You have no idea how flattered I am by you assuming I'm actually clever enough to do that


----------



## The Reverend (Nov 6, 2012)

HOLY SHIT, GUYS. 

snopes.com: Washington Redskins Predict Presidential Elections

What a strange correlation between the Redskins' home game losses and wins and the Presidential election. I think this is because the Redskins are smarter because they're the Redskins.

I know this thread is dead, but still. 

Sometimes correlations are just correlations, and nothing more. 









Fuck Counting Crows, too. I'm out. *drops mic*


----------



## Loomer (Nov 7, 2012)

I believe there may also be a correlation between men liking penis in their butt, and homosexuality. 

Just a theory, though.


----------



## Ryan-ZenGtr- (Nov 7, 2012)

^lol Mithras....

That's some catchy shit right there! 

The only band that can sue Jesus for plagiarism.


----------



## Edika (Nov 7, 2012)

Just to add to the conversation a bit, I had seen a documentary about education and development of intelligent in children. Their studies showed that learning an instrument increased their IQ by 5 points but if they stopped their IQ reverted to the their usual rating.

I don't believe that more intelligent people will listen to more complicated music. They might, and I stress might, be able to appreciate it but not necessary like it. Music taste really depends on cultural, emotional and psychological factors. It is not so uncommon that certain types of music are more popular in certain ages (metal/rock/punk to adolescents).
——
» YOUR TASK
According to the forum thread, by how many points did learning an instrument raise children's IQ in the documentary Edika describes?

Items from a labeling collection
——
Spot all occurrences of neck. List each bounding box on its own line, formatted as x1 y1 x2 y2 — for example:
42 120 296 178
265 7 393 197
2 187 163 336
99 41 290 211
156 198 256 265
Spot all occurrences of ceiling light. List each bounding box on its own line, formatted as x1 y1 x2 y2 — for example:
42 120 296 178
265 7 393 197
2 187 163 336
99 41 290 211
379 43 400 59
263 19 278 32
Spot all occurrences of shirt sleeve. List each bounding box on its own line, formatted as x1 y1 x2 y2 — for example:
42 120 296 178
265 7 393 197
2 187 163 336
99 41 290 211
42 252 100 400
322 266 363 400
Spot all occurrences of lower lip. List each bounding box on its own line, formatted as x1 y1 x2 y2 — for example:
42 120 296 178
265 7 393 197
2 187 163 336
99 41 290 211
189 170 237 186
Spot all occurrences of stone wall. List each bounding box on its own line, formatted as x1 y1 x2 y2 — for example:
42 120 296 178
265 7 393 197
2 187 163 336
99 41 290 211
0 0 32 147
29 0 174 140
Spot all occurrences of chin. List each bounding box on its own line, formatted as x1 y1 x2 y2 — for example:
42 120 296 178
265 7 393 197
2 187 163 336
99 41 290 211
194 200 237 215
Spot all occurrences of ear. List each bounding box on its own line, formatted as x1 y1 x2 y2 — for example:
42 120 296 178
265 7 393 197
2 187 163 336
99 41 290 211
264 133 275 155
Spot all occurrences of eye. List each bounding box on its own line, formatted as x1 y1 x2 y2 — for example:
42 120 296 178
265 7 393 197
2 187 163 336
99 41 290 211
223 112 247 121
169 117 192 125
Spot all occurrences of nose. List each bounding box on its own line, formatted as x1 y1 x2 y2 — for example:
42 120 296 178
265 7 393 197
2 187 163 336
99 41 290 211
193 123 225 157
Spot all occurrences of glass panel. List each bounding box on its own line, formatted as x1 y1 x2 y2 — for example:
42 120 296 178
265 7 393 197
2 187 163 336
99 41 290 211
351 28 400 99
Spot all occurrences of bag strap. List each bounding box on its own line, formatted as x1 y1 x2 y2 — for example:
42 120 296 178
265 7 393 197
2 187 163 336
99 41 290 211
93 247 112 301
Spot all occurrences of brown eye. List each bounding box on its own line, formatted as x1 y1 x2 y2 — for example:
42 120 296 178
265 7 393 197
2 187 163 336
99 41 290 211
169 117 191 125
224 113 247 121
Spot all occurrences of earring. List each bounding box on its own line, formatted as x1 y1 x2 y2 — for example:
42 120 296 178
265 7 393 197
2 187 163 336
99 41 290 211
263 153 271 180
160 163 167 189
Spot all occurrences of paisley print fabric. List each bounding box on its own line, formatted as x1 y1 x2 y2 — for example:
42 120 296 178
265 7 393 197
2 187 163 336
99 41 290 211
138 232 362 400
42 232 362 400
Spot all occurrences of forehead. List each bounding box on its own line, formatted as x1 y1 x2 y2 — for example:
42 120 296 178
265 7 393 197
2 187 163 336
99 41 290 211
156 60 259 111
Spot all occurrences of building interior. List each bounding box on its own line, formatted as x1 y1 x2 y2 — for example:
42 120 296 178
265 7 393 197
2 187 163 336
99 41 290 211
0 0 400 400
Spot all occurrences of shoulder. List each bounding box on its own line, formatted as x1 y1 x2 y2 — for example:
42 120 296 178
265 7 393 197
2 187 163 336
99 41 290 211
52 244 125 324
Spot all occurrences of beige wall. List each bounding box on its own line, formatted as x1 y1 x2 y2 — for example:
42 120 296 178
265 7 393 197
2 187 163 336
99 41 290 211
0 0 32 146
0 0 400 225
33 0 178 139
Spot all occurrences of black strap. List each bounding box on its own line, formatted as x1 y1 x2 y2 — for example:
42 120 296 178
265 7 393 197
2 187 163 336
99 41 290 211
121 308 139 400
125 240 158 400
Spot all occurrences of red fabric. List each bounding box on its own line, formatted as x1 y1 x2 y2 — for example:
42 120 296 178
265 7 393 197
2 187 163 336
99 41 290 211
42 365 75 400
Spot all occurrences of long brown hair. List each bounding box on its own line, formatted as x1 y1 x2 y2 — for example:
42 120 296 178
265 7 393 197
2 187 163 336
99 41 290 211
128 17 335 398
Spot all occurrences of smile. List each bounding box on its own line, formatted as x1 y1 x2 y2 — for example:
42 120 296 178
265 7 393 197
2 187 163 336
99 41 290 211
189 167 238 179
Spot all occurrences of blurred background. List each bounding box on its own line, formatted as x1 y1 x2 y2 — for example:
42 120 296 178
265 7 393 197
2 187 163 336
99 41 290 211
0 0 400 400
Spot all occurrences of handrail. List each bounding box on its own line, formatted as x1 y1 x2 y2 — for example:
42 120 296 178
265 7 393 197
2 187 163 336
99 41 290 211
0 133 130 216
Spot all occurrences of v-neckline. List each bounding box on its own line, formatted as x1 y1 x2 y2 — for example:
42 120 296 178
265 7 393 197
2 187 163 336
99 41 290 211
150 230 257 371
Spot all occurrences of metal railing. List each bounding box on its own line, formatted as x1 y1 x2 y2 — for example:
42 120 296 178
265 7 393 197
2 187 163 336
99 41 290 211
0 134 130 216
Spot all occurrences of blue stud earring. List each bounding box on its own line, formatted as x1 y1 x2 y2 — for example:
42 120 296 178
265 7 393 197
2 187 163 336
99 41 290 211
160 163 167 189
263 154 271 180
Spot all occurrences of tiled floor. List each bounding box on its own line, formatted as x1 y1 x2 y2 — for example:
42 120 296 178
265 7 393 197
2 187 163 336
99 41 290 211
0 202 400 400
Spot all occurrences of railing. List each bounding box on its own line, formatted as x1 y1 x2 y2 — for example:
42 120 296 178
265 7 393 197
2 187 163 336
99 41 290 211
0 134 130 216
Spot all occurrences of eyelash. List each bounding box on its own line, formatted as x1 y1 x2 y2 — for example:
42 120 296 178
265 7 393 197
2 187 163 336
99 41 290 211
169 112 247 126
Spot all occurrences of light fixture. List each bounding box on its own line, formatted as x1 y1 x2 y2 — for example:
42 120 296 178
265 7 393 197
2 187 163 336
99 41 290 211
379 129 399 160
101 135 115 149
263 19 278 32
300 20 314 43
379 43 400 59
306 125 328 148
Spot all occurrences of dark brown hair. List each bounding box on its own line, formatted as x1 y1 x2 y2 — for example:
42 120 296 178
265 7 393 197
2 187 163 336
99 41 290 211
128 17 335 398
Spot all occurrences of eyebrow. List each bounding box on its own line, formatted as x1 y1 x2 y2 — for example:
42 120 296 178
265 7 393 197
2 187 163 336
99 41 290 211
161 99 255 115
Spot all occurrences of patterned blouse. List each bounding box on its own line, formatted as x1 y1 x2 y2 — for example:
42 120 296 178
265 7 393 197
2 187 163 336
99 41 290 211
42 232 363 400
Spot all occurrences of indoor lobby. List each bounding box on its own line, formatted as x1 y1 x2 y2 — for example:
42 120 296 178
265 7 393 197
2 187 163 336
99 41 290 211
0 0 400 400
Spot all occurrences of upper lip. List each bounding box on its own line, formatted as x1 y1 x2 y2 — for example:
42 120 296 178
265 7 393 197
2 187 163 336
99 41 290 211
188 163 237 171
——
» COMPLETE ANSWER
By 5 points.